→ **Excerpt to read**:
──────

ASP.NET Core filter (intercepts command endpoints)

This filter:

Requires Idempotency-Key
Hashes request body
Attempts to insert Started
If existing record is Completed, replays response
If Started, fails fast (you can change to wait/poll)
After action executes, stores response snapshot

using Microsoft.AspNetCore.Mvc;
using Microsoft.AspNetCore.Mvc.Filters;
using Microsoft.IO; // RecyclableMemoryStream (optional)
using System.Text;

public sealed class IdempotencyFilter : IAsyncActionFilter
{
    private readonly IdempotencyStore _store;
    private readonly TimeSpan _ttl = TimeSpan.FromHours(24);

    public IdempotencyFilter(IdempotencyStore store) => _store = store;

    public async Task OnActionExecutionAsync(ActionExecutingContext context, ActionExecutionDelegate next)
    {
        var req = context.HttpContext.Request;

        // Apply only to commands; in real usage, bind via attribute or endpoint metadata.
        if (HttpMethods.IsGet(req.Method) || HttpMethods.IsHead(req.Method))
        {
            await next();
            return;
        }

        if (!req.Headers.TryGetValue("Idempotency-Key", out var keyValues) || string.IsNullOrWhiteSpace(keyValues))
        {
            context.Result = new BadRequestObjectResult(new
            {
                error = "Idempotency-Key header is required for this endpoint."
            });
            return;
        }

        var idempotencyKey = keyValues.ToString().Trim();

        // Scope should include tenant + route template to avoid cross-endpoint collisions.
        // Use route template name, not raw path, when possible.
        var tenantId = context.HttpContext.User.FindFirst("tenant_id")?.Value ?? "unknown";
        var route = context.ActionDescriptor.AttributeRouteInfo?.Template ?? req.Path.Value ?? "unknown";
        var scope = $"{tenantId}:{route}:{req.Method}";

        // Read and hash the body (enable buffering)

──────

→ **Given data**:
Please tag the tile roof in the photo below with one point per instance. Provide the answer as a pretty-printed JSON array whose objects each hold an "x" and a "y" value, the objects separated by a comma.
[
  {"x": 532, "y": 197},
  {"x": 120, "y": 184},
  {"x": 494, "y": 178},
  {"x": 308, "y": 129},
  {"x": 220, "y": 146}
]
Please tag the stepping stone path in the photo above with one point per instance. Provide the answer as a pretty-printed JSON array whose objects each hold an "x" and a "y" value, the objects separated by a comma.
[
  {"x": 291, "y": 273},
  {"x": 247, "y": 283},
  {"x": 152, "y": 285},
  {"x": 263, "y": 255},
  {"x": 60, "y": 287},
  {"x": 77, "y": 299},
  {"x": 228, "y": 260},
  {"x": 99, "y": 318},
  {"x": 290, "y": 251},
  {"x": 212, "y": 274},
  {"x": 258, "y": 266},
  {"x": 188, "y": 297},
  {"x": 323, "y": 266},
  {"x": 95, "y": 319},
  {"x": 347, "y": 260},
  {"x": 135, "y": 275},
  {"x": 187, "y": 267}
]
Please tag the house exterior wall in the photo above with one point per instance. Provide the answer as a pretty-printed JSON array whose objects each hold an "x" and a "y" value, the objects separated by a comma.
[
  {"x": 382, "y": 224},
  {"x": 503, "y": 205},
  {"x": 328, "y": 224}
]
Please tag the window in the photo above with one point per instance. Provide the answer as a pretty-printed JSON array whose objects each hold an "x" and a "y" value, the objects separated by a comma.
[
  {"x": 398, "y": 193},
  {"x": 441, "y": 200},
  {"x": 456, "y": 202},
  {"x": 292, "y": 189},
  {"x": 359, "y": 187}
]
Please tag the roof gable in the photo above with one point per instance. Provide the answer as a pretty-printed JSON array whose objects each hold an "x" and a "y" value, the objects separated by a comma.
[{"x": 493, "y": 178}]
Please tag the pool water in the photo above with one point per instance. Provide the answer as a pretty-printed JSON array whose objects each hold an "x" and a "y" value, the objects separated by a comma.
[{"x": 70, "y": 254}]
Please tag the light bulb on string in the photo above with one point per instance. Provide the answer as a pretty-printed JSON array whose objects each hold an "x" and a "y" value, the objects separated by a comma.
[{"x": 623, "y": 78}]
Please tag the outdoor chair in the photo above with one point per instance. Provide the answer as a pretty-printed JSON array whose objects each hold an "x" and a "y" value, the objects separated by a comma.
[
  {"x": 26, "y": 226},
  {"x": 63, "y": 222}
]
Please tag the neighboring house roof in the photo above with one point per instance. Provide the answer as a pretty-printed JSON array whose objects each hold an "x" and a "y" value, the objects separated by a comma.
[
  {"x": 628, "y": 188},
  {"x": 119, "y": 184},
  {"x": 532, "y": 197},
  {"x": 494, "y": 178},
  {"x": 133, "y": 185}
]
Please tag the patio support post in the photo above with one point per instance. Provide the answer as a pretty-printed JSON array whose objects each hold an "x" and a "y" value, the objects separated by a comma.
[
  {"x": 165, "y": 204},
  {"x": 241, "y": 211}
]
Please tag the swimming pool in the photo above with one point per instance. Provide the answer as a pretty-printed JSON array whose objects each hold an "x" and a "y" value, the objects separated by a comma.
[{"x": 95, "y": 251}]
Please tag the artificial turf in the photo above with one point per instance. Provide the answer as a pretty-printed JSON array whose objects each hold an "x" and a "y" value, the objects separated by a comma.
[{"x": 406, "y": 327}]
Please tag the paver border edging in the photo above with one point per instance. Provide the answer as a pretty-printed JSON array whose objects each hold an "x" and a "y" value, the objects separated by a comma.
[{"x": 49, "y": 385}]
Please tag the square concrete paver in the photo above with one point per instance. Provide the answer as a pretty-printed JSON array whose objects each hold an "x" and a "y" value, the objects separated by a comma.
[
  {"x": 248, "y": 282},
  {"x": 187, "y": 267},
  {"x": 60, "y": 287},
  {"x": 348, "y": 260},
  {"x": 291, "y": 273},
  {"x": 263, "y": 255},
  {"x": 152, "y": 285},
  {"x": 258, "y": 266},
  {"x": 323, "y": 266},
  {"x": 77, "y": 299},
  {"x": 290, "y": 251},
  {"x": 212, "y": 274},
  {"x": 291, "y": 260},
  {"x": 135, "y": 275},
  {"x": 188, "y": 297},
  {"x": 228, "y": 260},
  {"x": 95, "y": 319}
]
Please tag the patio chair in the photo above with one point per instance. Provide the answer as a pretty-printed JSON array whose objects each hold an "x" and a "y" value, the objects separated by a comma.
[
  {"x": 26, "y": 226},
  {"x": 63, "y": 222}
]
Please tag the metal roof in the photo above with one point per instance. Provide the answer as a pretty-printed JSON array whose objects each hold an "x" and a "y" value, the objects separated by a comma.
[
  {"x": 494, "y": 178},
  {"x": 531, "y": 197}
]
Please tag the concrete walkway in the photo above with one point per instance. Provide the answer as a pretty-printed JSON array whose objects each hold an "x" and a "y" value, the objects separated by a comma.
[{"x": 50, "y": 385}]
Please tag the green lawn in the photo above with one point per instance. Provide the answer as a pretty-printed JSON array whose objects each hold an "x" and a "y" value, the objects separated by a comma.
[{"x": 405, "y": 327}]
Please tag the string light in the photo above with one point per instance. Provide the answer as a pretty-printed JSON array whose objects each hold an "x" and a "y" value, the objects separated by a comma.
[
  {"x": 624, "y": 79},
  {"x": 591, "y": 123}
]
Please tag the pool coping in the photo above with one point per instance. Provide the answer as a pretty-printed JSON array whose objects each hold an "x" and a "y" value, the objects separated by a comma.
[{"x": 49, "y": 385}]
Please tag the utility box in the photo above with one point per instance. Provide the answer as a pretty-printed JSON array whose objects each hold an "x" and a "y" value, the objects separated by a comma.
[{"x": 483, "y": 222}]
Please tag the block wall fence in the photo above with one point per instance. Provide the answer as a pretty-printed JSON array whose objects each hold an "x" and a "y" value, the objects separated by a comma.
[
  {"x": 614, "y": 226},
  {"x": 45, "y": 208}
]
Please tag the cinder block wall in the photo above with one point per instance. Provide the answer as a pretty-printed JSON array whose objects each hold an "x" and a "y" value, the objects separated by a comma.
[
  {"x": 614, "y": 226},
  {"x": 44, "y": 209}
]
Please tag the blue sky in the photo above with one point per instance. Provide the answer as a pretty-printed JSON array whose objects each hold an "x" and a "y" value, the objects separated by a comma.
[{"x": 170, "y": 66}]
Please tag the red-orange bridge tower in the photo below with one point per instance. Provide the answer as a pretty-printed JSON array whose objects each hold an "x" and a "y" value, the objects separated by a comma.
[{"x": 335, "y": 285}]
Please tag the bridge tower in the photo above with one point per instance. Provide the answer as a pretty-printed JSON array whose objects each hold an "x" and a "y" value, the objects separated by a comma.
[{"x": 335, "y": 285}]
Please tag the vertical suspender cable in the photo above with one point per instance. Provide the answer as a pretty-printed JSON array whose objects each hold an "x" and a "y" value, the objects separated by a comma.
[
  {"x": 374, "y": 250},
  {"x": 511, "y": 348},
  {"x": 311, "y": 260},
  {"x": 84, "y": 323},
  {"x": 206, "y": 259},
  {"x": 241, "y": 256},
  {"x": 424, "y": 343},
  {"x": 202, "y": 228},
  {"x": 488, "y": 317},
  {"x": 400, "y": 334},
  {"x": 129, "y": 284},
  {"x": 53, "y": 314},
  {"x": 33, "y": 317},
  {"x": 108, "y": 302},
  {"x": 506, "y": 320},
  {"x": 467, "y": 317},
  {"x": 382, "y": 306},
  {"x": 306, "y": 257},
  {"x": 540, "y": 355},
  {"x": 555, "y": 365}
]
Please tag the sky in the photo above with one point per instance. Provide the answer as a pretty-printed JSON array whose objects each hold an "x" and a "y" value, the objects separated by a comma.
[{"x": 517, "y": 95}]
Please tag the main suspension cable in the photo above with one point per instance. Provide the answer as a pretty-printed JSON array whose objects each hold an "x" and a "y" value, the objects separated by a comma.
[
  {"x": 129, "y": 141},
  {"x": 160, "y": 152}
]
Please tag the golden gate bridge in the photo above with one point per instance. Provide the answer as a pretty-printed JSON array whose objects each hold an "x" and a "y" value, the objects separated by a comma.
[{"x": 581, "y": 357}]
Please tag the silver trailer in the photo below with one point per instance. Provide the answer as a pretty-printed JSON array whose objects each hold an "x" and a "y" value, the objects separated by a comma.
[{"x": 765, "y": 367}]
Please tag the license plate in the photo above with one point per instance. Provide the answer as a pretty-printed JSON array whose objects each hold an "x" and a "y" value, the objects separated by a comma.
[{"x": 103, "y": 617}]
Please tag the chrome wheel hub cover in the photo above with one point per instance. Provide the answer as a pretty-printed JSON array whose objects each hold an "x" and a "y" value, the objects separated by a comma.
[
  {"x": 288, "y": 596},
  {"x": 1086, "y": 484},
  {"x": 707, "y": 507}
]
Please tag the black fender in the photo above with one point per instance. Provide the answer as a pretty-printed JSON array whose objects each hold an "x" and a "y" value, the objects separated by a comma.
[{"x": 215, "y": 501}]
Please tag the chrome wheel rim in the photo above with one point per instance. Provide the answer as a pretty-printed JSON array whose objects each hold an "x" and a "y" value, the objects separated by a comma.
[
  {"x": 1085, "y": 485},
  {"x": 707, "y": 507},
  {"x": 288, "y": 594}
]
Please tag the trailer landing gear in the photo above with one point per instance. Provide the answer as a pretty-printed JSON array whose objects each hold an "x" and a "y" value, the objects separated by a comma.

──────

→ **Written exercise**: For each statement, tell whether it agrees with the idempotency filter excerpt, answering yes or no and quoting the words of the excerpt that decide it: (a) a request without the Idempotency-Key header gets an error saying the header is required; (b) when the existing record is Started, the filter waits for it to finish; (c) the scope should use the raw path rather than the route template when possible.

→ **Result of the task**:
(a) Yes: "Idempotency-Key header is required for this endpoint."
(b) No: "If Started, fails fast (you can change to wait/poll)"
(c) No: "Use route template name, not raw path, when possible."